== Selected excerpt ==

****************************************

Using the Comma in Spanish

Rules Usually Similar to Those of English

Una puerta con una coma. (A door with a comma.). David Bleasdale/Creative Commons.

Most of the time, the comma of Spanish is used much like the comma in English. However, there are some differences, particularly in numbers and in comments that are inserted within sentences.

Following are the most common uses for the comma, known as la coma, in Spanish.

Using Commas to Separate Items in a Series

Unlike in English, where the Oxford comma is optionally used before the final item in a series, a comma is not used before the final item of a series when it follows the conjunction e, o, ni, u or y.

  • El libro explicaba de una forma concisa, sencilla y profunda la crisis financiera. The book explained the financial crisis in a concise, simple and profound way. (In English, a comma could optionally be added after "simple.")
  • Mezcle bien con las papas, los huevos y las remolachas. (Mix well with the potatoes, eggs, and beets.)
  • ¿Quieres tres, dos o una? (Do you want three, two, or one?)

If an item in a series has a comma within it, you should use a semicolon.

Using Commas for Explanatory Phrases and Apposition

The rule on explanatory phrases is much the same as it is in English. If a phrase is used to explain what something is like, it is set off by commas. If it is used to define which something is being referred to, it is not. For example, in the sentence "El coche que estás en el garaje es rojo" (The car that is in the garage is red), commas are not needed because the explanatory phrase (que está en el garaje/that is in the garage) is telling the reader which car is being discussed.

****************************************

== Entries supplied ==
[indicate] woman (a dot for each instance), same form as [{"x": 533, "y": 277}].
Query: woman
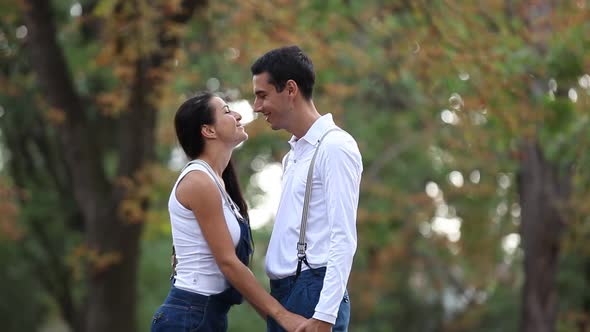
[{"x": 210, "y": 233}]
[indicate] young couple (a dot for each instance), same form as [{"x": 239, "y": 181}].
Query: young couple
[{"x": 313, "y": 241}]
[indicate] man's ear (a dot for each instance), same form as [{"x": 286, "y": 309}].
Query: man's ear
[
  {"x": 292, "y": 88},
  {"x": 208, "y": 131}
]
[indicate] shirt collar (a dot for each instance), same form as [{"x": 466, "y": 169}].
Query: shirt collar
[{"x": 317, "y": 129}]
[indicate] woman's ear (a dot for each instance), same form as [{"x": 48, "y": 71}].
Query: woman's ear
[{"x": 208, "y": 131}]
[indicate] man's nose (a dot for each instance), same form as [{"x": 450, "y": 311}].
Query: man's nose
[{"x": 257, "y": 106}]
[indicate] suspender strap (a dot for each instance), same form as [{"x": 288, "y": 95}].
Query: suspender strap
[{"x": 302, "y": 245}]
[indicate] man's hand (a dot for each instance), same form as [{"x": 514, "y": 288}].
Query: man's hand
[
  {"x": 290, "y": 321},
  {"x": 314, "y": 325}
]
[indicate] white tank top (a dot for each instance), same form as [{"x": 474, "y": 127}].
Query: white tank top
[{"x": 196, "y": 270}]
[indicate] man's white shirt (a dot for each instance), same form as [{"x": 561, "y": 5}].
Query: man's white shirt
[{"x": 331, "y": 225}]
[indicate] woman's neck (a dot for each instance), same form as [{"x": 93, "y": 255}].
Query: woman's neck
[{"x": 217, "y": 161}]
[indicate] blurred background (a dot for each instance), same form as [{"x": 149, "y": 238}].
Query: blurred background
[{"x": 473, "y": 118}]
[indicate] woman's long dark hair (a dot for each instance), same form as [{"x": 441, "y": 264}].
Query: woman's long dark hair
[{"x": 190, "y": 117}]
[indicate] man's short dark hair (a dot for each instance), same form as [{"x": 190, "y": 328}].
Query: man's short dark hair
[{"x": 287, "y": 63}]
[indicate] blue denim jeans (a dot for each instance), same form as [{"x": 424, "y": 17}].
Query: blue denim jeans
[
  {"x": 188, "y": 311},
  {"x": 301, "y": 295}
]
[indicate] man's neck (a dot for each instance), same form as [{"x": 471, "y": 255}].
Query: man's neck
[{"x": 307, "y": 116}]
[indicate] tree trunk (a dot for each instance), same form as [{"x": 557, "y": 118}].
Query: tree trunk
[{"x": 542, "y": 190}]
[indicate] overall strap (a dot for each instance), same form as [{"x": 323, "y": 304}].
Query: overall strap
[
  {"x": 302, "y": 244},
  {"x": 233, "y": 207}
]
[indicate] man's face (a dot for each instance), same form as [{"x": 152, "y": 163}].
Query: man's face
[{"x": 272, "y": 104}]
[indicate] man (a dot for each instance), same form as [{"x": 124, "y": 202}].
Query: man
[{"x": 283, "y": 82}]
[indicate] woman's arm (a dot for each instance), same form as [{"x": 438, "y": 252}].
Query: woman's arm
[{"x": 198, "y": 193}]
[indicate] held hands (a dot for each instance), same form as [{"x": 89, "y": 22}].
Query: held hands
[
  {"x": 290, "y": 321},
  {"x": 314, "y": 325}
]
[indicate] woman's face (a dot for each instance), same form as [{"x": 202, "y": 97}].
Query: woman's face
[{"x": 227, "y": 123}]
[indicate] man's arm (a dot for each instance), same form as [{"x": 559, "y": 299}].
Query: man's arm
[{"x": 341, "y": 168}]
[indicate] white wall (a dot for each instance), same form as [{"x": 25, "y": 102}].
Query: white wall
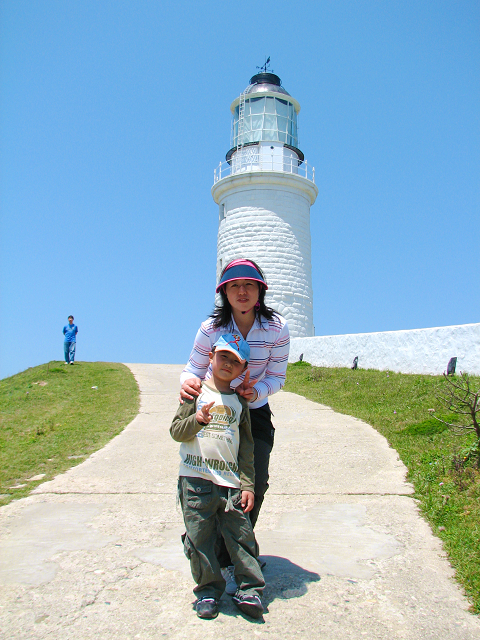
[{"x": 415, "y": 351}]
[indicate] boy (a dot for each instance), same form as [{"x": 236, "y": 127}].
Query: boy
[{"x": 217, "y": 480}]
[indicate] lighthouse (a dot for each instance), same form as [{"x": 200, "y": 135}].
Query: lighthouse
[{"x": 264, "y": 191}]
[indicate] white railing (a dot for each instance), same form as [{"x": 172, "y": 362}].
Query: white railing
[{"x": 252, "y": 161}]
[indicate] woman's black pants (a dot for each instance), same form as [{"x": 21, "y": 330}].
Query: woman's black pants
[{"x": 263, "y": 435}]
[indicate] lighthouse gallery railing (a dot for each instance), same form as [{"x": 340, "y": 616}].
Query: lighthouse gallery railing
[{"x": 252, "y": 162}]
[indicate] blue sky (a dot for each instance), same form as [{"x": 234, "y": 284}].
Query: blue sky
[{"x": 114, "y": 115}]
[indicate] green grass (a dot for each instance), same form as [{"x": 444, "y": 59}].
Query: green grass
[
  {"x": 447, "y": 486},
  {"x": 48, "y": 428}
]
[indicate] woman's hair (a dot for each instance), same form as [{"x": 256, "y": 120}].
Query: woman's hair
[{"x": 222, "y": 313}]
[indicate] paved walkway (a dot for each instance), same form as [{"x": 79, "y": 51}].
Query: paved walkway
[{"x": 95, "y": 553}]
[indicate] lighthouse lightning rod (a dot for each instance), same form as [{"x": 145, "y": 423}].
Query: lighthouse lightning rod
[{"x": 265, "y": 68}]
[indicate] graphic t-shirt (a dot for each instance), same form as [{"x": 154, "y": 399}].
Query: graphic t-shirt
[{"x": 213, "y": 452}]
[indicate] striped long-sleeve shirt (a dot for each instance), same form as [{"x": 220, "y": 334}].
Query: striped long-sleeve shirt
[{"x": 269, "y": 342}]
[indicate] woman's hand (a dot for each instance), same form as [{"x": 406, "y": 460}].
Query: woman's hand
[
  {"x": 203, "y": 414},
  {"x": 190, "y": 389},
  {"x": 246, "y": 389},
  {"x": 248, "y": 500}
]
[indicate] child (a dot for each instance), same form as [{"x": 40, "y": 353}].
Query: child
[{"x": 217, "y": 480}]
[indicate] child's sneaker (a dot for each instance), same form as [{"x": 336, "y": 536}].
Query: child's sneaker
[
  {"x": 206, "y": 608},
  {"x": 228, "y": 574},
  {"x": 250, "y": 605}
]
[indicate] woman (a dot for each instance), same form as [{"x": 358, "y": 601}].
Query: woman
[{"x": 242, "y": 309}]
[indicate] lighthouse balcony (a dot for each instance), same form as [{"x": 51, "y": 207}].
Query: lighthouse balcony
[{"x": 258, "y": 157}]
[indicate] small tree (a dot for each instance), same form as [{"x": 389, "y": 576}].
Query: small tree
[{"x": 458, "y": 397}]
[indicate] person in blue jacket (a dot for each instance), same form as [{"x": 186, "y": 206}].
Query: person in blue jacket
[{"x": 70, "y": 331}]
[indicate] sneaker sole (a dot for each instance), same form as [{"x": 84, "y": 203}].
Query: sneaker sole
[
  {"x": 250, "y": 609},
  {"x": 203, "y": 617}
]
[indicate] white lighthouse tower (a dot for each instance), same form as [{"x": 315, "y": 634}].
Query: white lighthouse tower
[{"x": 264, "y": 191}]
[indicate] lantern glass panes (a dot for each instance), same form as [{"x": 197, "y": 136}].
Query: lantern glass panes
[{"x": 267, "y": 118}]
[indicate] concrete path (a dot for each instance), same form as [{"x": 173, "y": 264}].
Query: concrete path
[{"x": 96, "y": 554}]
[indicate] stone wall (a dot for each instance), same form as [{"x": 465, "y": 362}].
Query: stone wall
[{"x": 415, "y": 351}]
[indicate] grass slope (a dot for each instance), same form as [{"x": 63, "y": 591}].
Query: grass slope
[
  {"x": 52, "y": 419},
  {"x": 447, "y": 486}
]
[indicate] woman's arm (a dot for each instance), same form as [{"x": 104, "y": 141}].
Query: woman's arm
[
  {"x": 197, "y": 365},
  {"x": 276, "y": 369},
  {"x": 199, "y": 360},
  {"x": 245, "y": 452}
]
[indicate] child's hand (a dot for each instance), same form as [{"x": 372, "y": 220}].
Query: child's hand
[
  {"x": 248, "y": 500},
  {"x": 190, "y": 389},
  {"x": 203, "y": 414}
]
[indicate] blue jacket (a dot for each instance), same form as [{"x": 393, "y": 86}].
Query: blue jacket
[{"x": 70, "y": 331}]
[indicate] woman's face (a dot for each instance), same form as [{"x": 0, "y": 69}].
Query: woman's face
[{"x": 242, "y": 294}]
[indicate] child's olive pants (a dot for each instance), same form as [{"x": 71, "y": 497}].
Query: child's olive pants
[{"x": 204, "y": 504}]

****************************************

== Job A ==
Answer the following questions from the comma article:
(i) What is the comma called in Spanish?
(ii) What punctuation mark should be used when an item in a series has a comma within it?
(iii) In which two areas does the comma article say Spanish and English comma use differ in particular?
== Job B ==
Rewrite the comma article from "Una puerta con" to "coma, in Spanish.", replacing "differences" with "distinctions".
The data are separate material, distinct from the comma article.

== Worked solution A ==
(i) La coma.
(ii) A semicolon.
(iii) In numbers and in comments that are inserted within sentences.

== Worked solution B ==
Una puerta con una coma. (A door with a comma.). David Bleasdale/Creative Commons.

Most of the time, the comma of Spanish is used much like the comma in English. However, there are some distinctions, particularly in numbers and in comments that are inserted within sentences.

Following are the most common uses for the comma, known as la coma, in Spanish.